:: Письменное задание ::
Какой постоянный эпитет, по тексту о Клюеве, прирос к имени поэта?

:: Документ ::
Журнал Современник - Журнал Наш Современник 2005 #8
"Свидетельства современников редко бывают бескорыстными", — замечает Б. А. Филиппов [11, с. 61]. Это касается многих карикатурных описаний Клюева. Со второй половины 1920-х годов вошло в привычку открыто глумиться над "идеологом кулачества", которого "можно было только ругать или окарикатуривать…" [11, с. 124]. К имени поэта прирастает постоянный эпитет: "елейный Клюев", чем подчеркивается якобы фальшивое благообразие его облика и речи. И даже сам Б. А. Филиппов упоминает о "елейном псевдомужицком стиле" писем Клюева "с простонародными словесными завитушками и концовками" [11, с. 57].
Однако современные исследователи, историки старообрядчества, отмечают, что в письмах Клюева "совершенно явственно чувствуется народная основа его личности"; эти письма свидетельствуют, "сколь неистребимо сохранялась этикетность мышления и поведения русского крестьянина" (Е. М. Юхименко [8, с. 10, 11]).
Закономерно, что в крестьянской среде Клюев не казался "елейным", а его речь — "псевдомужицкой" (особенно в таком словесном оазисе, каким было Поморье!).

:: Извлечённые данные ::
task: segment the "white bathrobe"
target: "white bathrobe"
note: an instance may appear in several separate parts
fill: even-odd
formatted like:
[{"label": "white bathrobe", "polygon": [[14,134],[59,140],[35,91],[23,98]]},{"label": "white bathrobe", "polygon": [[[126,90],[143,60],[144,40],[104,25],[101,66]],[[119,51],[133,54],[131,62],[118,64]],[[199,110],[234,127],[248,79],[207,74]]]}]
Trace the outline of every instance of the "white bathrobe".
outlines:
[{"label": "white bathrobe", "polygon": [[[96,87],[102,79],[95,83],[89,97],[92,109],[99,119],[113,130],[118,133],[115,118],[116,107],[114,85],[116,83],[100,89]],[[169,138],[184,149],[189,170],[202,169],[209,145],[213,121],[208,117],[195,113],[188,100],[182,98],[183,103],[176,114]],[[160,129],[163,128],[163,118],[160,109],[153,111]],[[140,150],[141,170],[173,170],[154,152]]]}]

:: Итоговый результат ::
«Елейный»: «елейный Клюев».